Activity → What lines in the listing include "wristband"? Return a copy of each.

Records for processing →
§ §
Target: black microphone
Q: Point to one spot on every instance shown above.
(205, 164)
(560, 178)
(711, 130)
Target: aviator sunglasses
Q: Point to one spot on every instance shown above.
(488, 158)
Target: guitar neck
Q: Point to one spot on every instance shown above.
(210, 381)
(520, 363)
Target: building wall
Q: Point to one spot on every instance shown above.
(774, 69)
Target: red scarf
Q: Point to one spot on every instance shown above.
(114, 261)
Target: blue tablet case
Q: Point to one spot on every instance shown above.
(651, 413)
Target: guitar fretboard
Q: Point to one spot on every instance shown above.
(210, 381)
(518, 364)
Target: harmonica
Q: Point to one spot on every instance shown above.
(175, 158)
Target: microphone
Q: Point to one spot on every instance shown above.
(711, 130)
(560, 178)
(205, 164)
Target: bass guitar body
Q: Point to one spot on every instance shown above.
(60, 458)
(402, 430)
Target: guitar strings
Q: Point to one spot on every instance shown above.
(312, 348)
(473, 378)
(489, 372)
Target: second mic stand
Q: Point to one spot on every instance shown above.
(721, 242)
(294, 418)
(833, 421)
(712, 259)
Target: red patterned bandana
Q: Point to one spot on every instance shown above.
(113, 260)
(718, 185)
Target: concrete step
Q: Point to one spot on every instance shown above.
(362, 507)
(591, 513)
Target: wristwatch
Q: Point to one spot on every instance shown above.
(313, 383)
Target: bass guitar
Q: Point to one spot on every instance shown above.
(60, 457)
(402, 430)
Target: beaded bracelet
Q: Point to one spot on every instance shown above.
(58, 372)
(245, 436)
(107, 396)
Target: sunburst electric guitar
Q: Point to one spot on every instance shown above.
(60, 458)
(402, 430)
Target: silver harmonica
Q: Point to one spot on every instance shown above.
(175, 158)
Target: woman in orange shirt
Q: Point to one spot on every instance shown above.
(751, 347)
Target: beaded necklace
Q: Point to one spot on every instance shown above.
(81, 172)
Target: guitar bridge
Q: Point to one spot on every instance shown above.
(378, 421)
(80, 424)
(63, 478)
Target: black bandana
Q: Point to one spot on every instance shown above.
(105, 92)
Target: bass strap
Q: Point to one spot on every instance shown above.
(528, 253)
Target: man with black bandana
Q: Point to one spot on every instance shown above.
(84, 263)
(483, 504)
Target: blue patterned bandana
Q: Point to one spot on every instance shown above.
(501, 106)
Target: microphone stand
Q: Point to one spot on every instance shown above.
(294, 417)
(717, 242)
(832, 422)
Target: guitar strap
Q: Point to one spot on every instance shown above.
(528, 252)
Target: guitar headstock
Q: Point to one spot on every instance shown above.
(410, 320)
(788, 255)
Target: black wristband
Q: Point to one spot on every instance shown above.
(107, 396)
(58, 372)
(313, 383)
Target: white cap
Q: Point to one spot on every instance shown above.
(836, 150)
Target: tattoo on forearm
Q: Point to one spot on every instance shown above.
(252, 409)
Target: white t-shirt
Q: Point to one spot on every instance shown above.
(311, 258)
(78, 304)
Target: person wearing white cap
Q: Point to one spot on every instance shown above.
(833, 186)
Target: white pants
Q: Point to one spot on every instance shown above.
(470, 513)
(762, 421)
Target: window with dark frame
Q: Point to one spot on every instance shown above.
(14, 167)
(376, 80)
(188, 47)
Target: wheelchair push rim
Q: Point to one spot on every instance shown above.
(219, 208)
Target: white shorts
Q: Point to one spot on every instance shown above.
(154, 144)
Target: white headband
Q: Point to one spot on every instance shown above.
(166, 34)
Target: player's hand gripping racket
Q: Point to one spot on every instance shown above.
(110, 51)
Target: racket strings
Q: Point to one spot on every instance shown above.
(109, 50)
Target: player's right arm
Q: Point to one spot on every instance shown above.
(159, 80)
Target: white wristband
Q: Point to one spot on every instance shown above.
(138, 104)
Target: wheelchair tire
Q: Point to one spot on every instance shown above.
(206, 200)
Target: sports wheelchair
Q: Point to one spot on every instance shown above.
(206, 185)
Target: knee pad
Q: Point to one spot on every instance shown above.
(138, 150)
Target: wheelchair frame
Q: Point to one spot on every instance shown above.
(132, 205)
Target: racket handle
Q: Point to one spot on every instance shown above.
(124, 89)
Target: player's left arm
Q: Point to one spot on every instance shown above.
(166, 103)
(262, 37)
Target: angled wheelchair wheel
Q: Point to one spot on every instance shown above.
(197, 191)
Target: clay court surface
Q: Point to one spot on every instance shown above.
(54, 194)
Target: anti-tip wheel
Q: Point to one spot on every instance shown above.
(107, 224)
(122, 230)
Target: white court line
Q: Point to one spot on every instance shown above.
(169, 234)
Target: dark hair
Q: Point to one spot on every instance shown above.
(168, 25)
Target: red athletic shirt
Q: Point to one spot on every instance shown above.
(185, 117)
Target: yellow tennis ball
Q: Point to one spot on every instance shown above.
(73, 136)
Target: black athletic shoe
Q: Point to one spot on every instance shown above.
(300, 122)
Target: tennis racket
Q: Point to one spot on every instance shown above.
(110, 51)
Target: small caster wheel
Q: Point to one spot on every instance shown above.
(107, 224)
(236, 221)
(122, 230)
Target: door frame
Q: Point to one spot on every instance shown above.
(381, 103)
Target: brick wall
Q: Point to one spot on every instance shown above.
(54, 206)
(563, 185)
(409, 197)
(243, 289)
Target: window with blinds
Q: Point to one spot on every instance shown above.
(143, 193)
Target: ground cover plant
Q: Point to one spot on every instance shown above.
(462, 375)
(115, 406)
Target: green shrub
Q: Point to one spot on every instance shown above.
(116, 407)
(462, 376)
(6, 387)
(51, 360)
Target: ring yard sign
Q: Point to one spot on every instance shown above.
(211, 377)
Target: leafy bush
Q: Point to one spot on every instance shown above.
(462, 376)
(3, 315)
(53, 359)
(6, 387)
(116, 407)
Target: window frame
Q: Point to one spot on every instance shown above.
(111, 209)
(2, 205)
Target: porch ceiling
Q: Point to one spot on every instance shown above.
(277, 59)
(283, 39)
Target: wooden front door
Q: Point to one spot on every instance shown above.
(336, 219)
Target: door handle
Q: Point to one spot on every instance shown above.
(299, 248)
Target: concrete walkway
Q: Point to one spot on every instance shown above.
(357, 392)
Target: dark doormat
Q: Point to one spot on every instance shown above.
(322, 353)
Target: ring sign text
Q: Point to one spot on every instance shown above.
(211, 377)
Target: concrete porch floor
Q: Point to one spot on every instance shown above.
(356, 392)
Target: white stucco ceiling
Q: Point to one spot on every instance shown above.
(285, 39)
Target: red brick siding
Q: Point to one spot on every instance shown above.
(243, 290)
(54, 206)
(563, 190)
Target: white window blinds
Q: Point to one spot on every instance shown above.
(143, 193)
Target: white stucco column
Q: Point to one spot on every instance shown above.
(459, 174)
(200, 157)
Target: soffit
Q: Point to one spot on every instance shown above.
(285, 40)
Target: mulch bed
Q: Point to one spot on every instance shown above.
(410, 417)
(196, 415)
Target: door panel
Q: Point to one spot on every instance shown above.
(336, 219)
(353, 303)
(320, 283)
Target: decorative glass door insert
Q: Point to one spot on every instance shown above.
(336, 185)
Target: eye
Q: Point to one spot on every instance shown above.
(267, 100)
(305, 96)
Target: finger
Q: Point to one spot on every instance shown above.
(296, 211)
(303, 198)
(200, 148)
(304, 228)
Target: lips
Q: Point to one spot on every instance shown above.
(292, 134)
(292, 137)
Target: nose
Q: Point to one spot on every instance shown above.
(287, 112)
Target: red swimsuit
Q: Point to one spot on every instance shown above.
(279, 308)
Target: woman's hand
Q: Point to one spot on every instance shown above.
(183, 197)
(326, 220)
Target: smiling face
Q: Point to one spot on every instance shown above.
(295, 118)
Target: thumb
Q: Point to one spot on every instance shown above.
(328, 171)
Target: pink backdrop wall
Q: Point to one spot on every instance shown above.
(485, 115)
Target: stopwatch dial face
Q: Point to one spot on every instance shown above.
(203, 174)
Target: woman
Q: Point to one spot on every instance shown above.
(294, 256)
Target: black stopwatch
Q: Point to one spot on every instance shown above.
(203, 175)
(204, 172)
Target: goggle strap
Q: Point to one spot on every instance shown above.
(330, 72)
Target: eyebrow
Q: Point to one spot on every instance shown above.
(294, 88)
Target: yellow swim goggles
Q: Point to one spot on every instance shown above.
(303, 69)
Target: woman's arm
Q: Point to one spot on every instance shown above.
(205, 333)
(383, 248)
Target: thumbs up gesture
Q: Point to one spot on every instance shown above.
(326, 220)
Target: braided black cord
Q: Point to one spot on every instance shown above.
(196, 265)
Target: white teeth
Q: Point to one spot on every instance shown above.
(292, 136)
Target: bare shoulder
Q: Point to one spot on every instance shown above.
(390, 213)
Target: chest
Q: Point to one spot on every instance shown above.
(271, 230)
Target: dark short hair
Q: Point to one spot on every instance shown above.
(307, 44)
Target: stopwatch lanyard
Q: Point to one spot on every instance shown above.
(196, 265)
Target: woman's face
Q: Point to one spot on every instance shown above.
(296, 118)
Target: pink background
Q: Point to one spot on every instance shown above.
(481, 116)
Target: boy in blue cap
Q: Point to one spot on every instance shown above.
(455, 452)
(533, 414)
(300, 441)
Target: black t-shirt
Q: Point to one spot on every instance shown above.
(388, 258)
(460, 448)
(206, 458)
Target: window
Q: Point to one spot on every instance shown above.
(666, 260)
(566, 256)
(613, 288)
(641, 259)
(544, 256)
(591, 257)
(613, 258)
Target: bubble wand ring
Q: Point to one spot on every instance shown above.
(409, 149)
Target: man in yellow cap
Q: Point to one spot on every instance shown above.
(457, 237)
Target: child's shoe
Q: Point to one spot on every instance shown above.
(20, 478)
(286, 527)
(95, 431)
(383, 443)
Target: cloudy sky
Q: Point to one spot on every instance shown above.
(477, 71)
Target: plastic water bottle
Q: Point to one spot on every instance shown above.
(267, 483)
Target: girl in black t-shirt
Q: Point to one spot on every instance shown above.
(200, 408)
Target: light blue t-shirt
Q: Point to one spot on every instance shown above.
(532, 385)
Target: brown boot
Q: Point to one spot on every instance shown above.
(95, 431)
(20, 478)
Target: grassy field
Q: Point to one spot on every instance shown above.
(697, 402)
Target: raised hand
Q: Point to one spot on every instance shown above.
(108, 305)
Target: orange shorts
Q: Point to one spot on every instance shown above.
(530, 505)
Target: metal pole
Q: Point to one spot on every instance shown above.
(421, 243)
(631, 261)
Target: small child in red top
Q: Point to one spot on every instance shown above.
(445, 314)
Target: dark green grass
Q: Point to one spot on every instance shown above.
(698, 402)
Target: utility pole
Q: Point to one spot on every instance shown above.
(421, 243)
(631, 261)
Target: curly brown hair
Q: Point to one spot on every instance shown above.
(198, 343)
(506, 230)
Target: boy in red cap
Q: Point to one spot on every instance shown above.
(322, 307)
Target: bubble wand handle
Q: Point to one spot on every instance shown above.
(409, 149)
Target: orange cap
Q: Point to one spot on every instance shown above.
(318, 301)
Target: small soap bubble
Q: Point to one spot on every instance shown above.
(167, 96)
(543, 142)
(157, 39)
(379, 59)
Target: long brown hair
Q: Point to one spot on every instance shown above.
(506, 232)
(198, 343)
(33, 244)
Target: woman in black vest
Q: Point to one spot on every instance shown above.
§ §
Response area →
Target: black wristband
Target: white wristband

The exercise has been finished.